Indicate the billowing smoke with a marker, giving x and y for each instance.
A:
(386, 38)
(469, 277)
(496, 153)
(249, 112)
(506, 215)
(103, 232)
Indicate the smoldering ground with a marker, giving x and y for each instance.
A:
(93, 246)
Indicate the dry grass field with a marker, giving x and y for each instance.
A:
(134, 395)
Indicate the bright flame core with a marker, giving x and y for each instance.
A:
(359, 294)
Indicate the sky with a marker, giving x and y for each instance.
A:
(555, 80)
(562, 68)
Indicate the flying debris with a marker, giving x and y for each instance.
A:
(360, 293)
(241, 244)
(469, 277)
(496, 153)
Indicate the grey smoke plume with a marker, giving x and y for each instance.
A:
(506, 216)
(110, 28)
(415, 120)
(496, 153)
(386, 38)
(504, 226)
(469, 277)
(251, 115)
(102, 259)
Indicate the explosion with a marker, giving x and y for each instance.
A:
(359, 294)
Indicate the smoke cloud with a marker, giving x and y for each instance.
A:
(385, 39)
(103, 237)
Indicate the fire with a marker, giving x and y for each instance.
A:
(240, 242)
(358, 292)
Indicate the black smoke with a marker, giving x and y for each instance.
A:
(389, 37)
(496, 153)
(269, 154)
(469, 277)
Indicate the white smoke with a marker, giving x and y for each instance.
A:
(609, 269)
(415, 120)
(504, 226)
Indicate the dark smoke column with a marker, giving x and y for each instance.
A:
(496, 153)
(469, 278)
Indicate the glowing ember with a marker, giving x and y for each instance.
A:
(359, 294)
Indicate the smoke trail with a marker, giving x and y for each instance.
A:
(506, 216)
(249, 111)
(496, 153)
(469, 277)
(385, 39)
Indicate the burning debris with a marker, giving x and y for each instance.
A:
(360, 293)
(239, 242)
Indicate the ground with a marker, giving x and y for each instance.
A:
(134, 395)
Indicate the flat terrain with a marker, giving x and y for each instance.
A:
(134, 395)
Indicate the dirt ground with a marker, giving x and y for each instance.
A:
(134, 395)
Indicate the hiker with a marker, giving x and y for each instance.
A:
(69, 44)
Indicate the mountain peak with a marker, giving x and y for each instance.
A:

→ **SHORT EXERCISE**
Write out all of the records above word for word, keeping every line and every coordinate unchanged.

→ **FULL OUTPUT**
Indicate the billowing smoke with a marker, giving x and y for each instance.
A:
(386, 38)
(469, 277)
(496, 153)
(249, 112)
(506, 215)
(103, 232)
Indicate the smoldering ground with a marker, giving x and y for each instance.
A:
(93, 246)
Indicate the dry grass field with a marker, giving x and y for each instance.
A:
(134, 395)
Indicate the bright flame core with a marker, giving x and y for each instance.
A:
(359, 294)
Indicate the sky with a marker, giving x and y for each instance.
A:
(555, 80)
(562, 68)
Indicate the flying debris with a marker, giving x and y for each instance.
A:
(360, 293)
(241, 244)
(469, 277)
(496, 153)
Indicate the grey smoke plume with a marker, giving x and y for each instance.
A:
(506, 216)
(110, 28)
(415, 120)
(496, 153)
(386, 38)
(504, 226)
(469, 277)
(251, 115)
(102, 259)
Indicate the explosion with a marker, giving x and y for each instance.
A:
(359, 294)
Indicate the smoke cloud with a marker, giving x and y for each instance.
A:
(385, 39)
(103, 237)
Indicate the fire with a marker, giving x and y for each instance.
A:
(240, 242)
(358, 292)
Indicate the black smoke with a marker, giving x and y for each instance.
A:
(389, 37)
(496, 153)
(269, 154)
(469, 277)
Indicate the white smoke with a marker, giving x and y for each instance.
A:
(609, 269)
(415, 120)
(504, 226)
Indicate the dark smoke column with a marker, giving x and y for each instance.
A:
(496, 153)
(469, 278)
Indicate the glowing ember with a marker, giving x and y for each instance.
A:
(359, 294)
Indicate the smoke trail with a marker, giving x and y for each instance.
A:
(506, 216)
(249, 111)
(496, 153)
(469, 277)
(385, 39)
Indicate the burning debris with a marker, giving x and y for each instance.
A:
(360, 293)
(239, 242)
Indicate the ground with a marker, giving x and y for each instance.
A:
(134, 395)
Indicate the flat terrain with a marker, giving x and y for each instance.
A:
(134, 395)
Indicate the dirt ground with a marker, giving x and y for each instance.
A:
(134, 395)
Indicate the hiker with a marker, giving x and y for each instance.
A:
(69, 44)
Indicate the mountain peak with a marker, giving x and y for each instance.
A:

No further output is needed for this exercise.